── Raw records
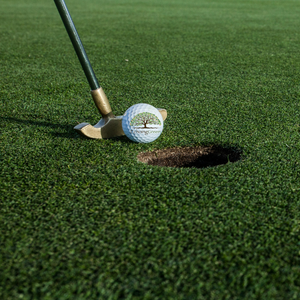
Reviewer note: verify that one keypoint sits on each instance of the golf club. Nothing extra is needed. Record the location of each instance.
(110, 125)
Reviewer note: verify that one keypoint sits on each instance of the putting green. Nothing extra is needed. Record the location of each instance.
(84, 219)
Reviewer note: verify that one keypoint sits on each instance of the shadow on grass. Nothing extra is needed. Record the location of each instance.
(69, 133)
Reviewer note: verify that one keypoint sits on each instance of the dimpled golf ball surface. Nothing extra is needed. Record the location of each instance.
(142, 123)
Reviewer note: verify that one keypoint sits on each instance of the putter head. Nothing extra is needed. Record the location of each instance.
(107, 127)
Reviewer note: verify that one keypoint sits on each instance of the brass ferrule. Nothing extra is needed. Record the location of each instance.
(101, 102)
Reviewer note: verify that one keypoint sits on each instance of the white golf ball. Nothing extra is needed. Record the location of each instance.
(142, 123)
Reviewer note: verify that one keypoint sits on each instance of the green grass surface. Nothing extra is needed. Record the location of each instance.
(82, 219)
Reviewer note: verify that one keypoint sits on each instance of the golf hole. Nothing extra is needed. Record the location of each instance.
(191, 157)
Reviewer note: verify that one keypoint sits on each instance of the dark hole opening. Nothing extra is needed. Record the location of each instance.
(191, 157)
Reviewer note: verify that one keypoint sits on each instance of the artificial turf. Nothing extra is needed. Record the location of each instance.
(83, 219)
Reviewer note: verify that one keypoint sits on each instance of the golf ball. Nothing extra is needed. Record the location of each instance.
(142, 123)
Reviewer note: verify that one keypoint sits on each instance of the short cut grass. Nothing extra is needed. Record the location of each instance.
(83, 219)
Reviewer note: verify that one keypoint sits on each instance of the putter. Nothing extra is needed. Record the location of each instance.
(109, 125)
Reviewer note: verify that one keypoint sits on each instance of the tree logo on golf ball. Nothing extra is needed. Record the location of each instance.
(145, 118)
(142, 123)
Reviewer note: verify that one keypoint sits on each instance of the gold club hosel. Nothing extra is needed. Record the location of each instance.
(101, 102)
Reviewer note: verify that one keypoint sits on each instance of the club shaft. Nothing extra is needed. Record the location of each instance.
(77, 44)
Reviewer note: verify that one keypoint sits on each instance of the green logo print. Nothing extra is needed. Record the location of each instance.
(143, 119)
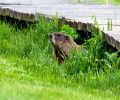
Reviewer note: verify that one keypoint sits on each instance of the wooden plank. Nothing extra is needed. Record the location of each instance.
(78, 16)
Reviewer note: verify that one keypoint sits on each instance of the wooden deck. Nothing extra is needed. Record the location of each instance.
(77, 15)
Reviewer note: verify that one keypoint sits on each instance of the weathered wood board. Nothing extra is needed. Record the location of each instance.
(77, 15)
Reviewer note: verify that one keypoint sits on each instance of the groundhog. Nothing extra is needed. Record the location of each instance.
(62, 45)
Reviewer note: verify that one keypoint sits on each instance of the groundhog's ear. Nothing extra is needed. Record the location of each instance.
(67, 37)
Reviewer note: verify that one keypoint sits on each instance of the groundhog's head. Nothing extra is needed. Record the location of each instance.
(62, 44)
(58, 37)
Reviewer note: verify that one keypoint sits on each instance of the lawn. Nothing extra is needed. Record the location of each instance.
(28, 69)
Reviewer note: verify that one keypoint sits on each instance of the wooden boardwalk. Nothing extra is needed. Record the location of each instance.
(77, 15)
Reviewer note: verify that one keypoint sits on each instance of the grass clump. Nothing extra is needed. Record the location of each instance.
(29, 60)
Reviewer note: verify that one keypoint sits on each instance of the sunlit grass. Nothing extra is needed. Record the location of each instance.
(28, 68)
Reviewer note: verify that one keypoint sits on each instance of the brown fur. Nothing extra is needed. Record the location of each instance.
(62, 45)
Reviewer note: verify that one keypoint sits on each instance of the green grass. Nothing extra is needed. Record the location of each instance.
(28, 69)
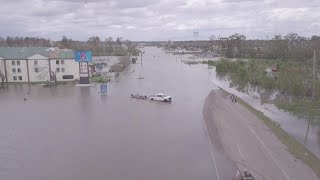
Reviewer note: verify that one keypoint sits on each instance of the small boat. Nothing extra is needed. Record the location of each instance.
(138, 96)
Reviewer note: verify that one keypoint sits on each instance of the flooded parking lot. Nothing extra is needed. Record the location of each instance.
(68, 132)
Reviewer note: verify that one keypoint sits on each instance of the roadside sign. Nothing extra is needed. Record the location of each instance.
(83, 56)
(103, 88)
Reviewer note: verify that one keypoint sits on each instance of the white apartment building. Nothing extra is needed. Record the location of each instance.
────
Leave out the pictures and output every record above precisely as given.

The solution:
Reviewer note: verify that one keypoint sits on each instance of the golf club. Nothing extra is needed. Record the location of each instance.
(110, 125)
Reviewer note: verify that one keypoint sits on each instance of the putting green. Nothing extra is needed. Record the location of each instance.
(84, 219)
Reviewer note: verify that one keypoint sits on each instance of the shadow on grass. Nothing extra is needed. Record the location of each instance.
(69, 133)
Reviewer note: verify that one keypoint sits on each instance of the dimpled golf ball surface. Nothing extra is needed. Record the location of each instance.
(142, 123)
Reviewer note: verify that one keypoint sits on each instance of the putter head. Nothing extra is needed. Record the location of each instance.
(107, 127)
Reviewer note: verify that one keypoint sits on each instance of the brass ferrule. Nothing extra is needed. Record the location of each instance.
(101, 102)
Reviewer note: verify that one keypoint sits on each instance of the white golf ball. Nothing extra is needed. Record the location of each instance.
(142, 123)
Reviewer note: verify that one keypoint sits on each instance of the green grass surface. Nothing extra is needed. Record the location of each instance.
(82, 219)
Reviewer note: verify that one keypoint sits on each instance of the golf hole. Nothing extra is needed. Record the location of each instance.
(191, 157)
Reviewer note: verify that one keypoint sits on each instance of the dark hole opening. Nothing extra is needed. Record the location of each instance.
(191, 157)
Reviewer note: verify that one keypoint sits on each instance of the artificial turf. Nothing extra is needed. Record the location of each instance.
(83, 219)
Reviewer note: verify that one keypoint sits on each instance of the golf ball. Nothing extra is needed. Record the location of each instance.
(142, 123)
Reviewer note: verify that one keypoint sits on each instance of the short cut grass. Nothing extra is needed. Record the location of each instance.
(83, 219)
Reviewer note: verify that one keypoint sits on each instance of the putter. Nothing extra is needed. Record the location of each instance.
(109, 125)
Reviewer note: verify that one keypoint sits on each instance of the tree logo on golf ball. Nothing extra is needed. Record the location of each instance.
(145, 118)
(142, 123)
Reviewer note: verify that one keypoint sits on each instance of the gold club hosel. Nothing extra is needed. Record the location of each instance.
(101, 102)
Reviewer note: verify that one keypoint sits on each instance of the club shaft. Nothing extra is needed. Record the location of each instance.
(77, 44)
Reviewer note: verify that one keypoint sits on each instance of the green logo print. Nothing extra is needed. Record the location of each instance.
(143, 119)
Reviewer note: verify that one keypoint sits on each instance of the wooden plank. Nothing extra is needed. Record the location of each instance.
(78, 16)
Reviewer note: verify that one keypoint sits on each instance of the wooden deck. Nothing extra is needed. Record the location of each instance.
(77, 15)
Reviewer note: verify that one keypoint sits on each instance of the weathered wood board. Nothing extra is needed. Record the location of each instance.
(77, 15)
Reviewer note: verify that one keypoint sits on each instance of the groundhog. Nothing extra is needed. Record the location of each instance.
(62, 45)
Reviewer note: verify that one keypoint sits on each instance of the groundhog's ear. Nothing extra is needed. Record the location of each instance.
(67, 37)
Reviewer note: verify that one keypoint sits on each instance of the groundhog's head. Nothing extra is needed. Record the location of each instance.
(62, 44)
(58, 37)
Reviewer note: verify that one keypoint sits on each instance of the lawn. Nothing extra is needed. Record the location of each instance.
(28, 69)
Reviewer note: verify that one keypoint sits on each instance of the wooden boardwalk. Nothing extra is needed. Record the location of each instance.
(77, 15)
Reviewer note: verify that one keypoint sits on each instance of the grass clump. Nothing extra is needed. Record the location of each instance.
(29, 60)
Reviewer note: verify that one keypoint sits on each instance of the sunlit grass. Nothing extra is needed. Record the location of each instance.
(28, 68)
Reviewer note: verify that one keypoint sits on each instance of the brown fur. Nothing extra is needed. Record the location of each instance.
(62, 45)
Reviewer note: verify that one keypoint sits on each instance of the green grass. Nothing extra is needed. Record the location of each instance.
(28, 69)
Reviewer note: verify that one keypoint sits on each instance of the small boat. Nothing extra is needed. Record the location of each instance.
(138, 96)
Reviewer note: verify that one keypoint sits on each instance of the flooded parking lot. Nothing extra is needed. Record the location of each instance.
(68, 132)
Reviewer note: verify that one keypoint sits on each instance of the roadside sign. Nothing extra is needed. Record the location of each instance.
(83, 56)
(103, 88)
Reviewer note: verify that one keypoint sits on each instance of the white apartment building. Nothing extra is needed. Record the location of each instance.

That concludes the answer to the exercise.